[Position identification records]
□ □ □

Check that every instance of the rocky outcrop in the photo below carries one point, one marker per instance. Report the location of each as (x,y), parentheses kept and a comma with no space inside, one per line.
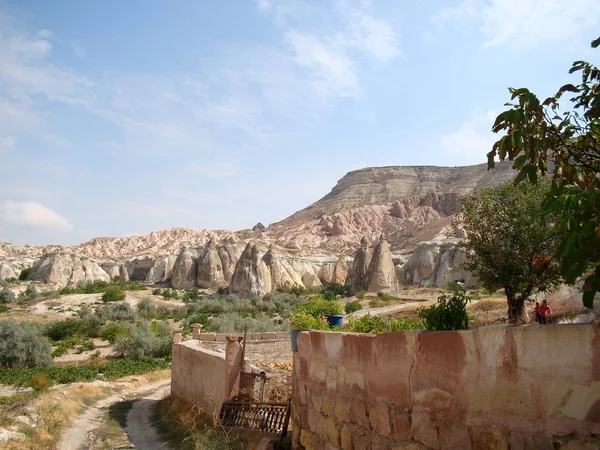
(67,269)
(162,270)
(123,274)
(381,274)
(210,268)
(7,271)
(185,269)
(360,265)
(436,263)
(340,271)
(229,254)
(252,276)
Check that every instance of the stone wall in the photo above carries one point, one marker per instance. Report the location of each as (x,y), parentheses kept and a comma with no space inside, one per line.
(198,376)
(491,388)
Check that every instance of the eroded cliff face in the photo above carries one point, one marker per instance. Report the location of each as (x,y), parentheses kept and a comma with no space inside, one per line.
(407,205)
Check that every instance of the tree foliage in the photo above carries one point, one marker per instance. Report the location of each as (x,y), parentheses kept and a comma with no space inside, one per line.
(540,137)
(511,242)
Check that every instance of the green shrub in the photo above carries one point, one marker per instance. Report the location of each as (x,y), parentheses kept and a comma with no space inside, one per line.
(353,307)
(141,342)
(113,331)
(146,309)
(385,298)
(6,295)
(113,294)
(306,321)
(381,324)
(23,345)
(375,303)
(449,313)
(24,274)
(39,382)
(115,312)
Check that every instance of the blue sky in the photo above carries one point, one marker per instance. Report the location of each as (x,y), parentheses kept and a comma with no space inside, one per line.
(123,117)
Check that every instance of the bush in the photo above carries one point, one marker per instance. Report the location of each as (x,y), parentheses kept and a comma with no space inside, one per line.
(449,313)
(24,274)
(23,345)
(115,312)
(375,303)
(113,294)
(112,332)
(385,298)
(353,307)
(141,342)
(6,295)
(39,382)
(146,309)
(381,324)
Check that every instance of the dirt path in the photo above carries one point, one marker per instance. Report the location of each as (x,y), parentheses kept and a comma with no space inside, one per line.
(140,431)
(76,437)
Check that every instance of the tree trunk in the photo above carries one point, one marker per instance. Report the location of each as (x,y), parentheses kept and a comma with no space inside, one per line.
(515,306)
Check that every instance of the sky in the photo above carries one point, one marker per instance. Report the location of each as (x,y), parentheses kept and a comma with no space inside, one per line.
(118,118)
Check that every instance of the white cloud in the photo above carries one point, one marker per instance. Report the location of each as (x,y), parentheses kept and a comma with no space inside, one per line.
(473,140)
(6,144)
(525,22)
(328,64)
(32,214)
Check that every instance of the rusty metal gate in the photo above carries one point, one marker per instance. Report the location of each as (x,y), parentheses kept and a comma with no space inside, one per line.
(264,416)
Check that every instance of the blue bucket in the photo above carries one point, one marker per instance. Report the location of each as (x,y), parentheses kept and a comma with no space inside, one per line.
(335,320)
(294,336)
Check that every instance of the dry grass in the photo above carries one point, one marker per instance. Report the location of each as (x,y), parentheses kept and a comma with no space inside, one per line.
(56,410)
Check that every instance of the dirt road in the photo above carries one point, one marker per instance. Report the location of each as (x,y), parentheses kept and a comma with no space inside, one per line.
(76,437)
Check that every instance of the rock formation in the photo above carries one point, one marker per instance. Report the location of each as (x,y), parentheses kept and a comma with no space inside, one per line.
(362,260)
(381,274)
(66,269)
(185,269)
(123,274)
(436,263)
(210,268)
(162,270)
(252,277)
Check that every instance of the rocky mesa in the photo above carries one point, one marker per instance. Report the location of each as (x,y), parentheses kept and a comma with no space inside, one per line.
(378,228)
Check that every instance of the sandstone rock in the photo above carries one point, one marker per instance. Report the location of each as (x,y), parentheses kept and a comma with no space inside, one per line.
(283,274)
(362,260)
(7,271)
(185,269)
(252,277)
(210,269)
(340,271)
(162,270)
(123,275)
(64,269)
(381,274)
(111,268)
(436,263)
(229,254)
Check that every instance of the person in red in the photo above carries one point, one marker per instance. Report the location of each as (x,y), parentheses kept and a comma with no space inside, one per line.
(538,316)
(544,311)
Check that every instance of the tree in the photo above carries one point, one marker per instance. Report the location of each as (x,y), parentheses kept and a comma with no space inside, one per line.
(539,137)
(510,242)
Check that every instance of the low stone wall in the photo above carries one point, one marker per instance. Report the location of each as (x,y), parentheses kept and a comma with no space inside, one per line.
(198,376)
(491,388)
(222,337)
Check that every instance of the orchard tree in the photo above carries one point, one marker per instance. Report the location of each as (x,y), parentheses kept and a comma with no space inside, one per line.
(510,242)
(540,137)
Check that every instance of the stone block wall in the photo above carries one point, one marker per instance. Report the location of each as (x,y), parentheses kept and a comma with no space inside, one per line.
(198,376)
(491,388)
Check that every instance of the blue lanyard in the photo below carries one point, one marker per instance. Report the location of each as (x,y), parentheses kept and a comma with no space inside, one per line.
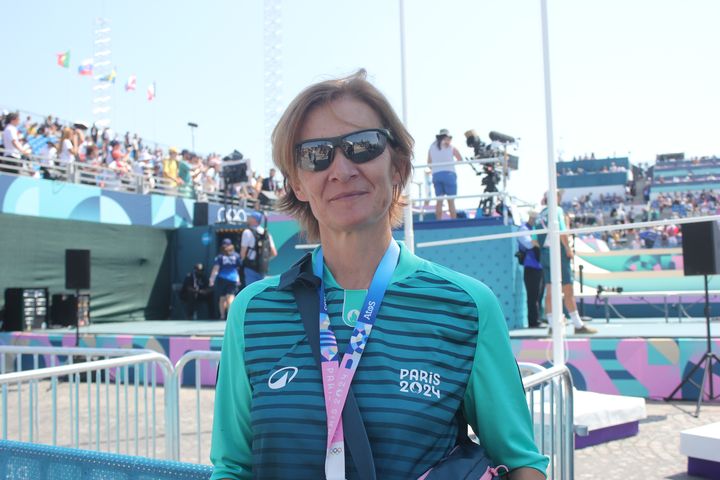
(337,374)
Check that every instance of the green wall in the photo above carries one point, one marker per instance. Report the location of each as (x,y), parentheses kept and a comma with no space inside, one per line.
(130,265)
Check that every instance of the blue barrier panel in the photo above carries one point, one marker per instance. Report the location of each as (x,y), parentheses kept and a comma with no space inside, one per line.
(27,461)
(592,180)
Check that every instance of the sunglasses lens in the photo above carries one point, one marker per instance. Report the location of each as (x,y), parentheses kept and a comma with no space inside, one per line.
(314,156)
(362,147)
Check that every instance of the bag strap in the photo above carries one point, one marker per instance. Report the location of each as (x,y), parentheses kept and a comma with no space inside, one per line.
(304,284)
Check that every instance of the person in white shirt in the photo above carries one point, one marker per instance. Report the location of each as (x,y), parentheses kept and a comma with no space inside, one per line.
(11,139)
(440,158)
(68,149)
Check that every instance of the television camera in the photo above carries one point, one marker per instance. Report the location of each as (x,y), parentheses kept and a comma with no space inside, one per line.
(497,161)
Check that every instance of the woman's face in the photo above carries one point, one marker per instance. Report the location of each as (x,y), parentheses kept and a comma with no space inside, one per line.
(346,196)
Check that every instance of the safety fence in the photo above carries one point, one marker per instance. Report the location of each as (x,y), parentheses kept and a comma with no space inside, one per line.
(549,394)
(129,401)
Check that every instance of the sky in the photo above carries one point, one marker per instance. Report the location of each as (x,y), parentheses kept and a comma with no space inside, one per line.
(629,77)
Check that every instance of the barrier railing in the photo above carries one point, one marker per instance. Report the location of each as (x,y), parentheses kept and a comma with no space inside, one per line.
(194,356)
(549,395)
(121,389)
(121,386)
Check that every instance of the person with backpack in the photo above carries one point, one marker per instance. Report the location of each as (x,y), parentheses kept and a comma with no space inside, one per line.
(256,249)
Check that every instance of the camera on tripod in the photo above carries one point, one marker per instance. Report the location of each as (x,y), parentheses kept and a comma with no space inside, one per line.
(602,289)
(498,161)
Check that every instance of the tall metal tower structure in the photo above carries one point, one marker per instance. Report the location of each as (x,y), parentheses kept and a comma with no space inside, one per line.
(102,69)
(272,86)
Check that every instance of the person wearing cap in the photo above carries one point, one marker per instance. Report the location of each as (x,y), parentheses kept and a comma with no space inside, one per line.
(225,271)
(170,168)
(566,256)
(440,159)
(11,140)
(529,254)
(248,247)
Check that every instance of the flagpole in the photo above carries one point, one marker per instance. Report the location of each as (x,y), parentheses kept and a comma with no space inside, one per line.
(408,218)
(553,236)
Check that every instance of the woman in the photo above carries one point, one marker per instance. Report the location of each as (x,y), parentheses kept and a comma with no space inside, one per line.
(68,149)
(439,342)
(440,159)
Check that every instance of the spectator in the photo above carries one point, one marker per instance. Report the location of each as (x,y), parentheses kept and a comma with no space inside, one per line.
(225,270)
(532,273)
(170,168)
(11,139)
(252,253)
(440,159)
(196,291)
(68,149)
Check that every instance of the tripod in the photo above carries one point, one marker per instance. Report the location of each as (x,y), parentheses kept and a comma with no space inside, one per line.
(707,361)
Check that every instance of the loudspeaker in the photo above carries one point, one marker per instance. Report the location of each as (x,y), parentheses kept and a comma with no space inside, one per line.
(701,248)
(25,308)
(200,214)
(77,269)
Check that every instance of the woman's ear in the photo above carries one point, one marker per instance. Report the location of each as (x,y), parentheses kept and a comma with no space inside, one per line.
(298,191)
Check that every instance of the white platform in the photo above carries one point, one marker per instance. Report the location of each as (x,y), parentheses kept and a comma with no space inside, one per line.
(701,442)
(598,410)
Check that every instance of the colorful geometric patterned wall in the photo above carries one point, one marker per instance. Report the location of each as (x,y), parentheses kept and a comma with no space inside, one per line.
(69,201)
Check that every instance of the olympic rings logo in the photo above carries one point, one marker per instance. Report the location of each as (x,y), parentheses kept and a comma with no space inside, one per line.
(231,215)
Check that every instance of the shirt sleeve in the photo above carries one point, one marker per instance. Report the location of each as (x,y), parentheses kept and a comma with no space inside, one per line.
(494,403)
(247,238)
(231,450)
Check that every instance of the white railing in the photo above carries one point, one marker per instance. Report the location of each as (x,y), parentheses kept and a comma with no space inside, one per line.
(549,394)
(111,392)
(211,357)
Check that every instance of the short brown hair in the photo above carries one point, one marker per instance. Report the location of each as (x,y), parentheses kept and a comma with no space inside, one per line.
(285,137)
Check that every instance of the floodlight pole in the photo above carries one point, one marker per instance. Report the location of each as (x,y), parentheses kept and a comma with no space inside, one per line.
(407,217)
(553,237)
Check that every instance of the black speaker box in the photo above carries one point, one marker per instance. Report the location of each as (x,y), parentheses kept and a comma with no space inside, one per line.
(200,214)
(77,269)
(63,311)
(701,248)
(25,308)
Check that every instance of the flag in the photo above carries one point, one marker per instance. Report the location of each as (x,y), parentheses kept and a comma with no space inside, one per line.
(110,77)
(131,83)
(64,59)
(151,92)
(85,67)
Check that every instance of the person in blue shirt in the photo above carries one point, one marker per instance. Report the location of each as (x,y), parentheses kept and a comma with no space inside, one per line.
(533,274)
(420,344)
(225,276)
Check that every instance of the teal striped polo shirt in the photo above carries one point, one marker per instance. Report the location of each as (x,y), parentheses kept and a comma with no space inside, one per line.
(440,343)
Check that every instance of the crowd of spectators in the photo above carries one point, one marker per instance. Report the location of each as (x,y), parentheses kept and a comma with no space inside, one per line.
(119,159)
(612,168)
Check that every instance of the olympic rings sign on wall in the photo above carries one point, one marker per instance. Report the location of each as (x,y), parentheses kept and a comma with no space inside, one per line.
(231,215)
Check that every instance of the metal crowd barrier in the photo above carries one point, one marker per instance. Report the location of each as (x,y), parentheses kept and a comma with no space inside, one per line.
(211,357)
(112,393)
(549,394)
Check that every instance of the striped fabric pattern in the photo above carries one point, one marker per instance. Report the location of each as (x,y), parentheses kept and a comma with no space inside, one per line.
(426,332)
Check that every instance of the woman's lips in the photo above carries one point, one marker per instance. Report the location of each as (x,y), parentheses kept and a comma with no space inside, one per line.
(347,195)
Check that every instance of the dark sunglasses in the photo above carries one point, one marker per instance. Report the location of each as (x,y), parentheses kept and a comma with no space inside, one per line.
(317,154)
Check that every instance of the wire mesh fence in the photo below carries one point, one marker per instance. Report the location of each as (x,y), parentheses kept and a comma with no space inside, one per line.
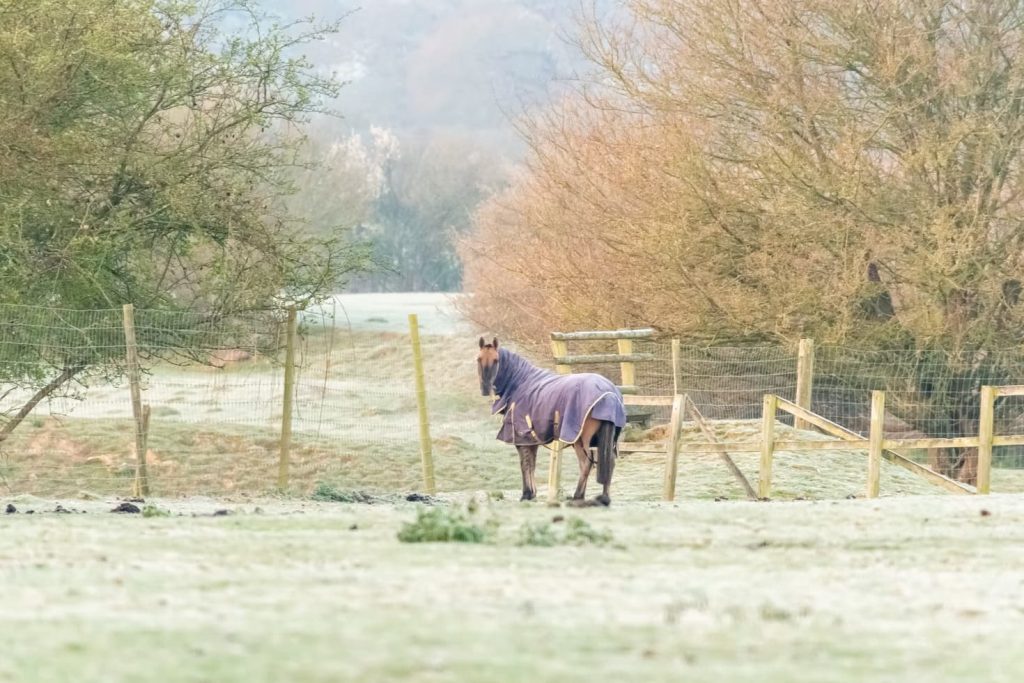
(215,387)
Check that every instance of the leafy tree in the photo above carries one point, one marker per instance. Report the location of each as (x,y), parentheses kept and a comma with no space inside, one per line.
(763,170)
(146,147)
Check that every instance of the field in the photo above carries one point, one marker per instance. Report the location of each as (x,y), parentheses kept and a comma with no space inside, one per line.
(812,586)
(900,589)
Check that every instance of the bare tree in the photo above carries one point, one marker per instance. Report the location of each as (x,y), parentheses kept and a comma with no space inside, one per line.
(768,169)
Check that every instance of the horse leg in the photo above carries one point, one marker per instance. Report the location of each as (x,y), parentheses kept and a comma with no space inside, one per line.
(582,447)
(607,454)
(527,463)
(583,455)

□ □ □

**Written request:**
Copy out only the lines beginning at the line with "Check that every instance of the metal" and ending at the last line of the entries. Keep them exact; drop pictures.

**Completed exercise:**
Check that every instance of the metal crowd barrier in the photo above carries one point, one marker per instance. Report the location of each as (x,y), parentheses kept and a comma with no space inside, one per line.
(211,357)
(112,393)
(549,394)
Check that every instance of the striped fabric pattern in the photo above carries one point, one marker per instance. Report the location of each as (x,y), parentheses kept and a comma with no space inside, one per line.
(426,332)
Check that every instance of the woman's lips in the photo above carries one point, one marker per instance. Report the location of each as (x,y), parentheses kept and a comma with no space inside, one per line.
(347,195)
Check that every instance of the dark sunglasses in the photo above carries one point, one marker per instance. Report the location of each as (x,y), parentheses kept and a comma with no space inside, one per line.
(317,154)
Check that every instance of the wire mesh fence in the photo below carries one point, one marker per instance. Report the location of each as (x,y), parentheses kept and a comma with no space inside, one per line.
(215,387)
Check that every instance of the leafy tree in the photo above carries one point, one marker per instance. Report the location of each as (x,y), parentheses kept and a comma with no space inside, one per line.
(763,170)
(146,147)
Check that every instance of the field in the photo above carries one point, one marker per instance. Report the location of each as (x,y), parentheses kept and a comma with no space inside, one per line.
(812,586)
(900,589)
Check that every instance of the bare tree in the photo above carries one point, one marker per instance. Report the location of each as (x,y), parentheses kept and a comma with no space inside, one per line.
(768,169)
Check that every instance of the horse leg in the photo above carries one point, one marker per instance. Report the location of each as (x,y), parentheses kept and a comma with no space inside, one per line.
(582,447)
(607,454)
(527,463)
(583,455)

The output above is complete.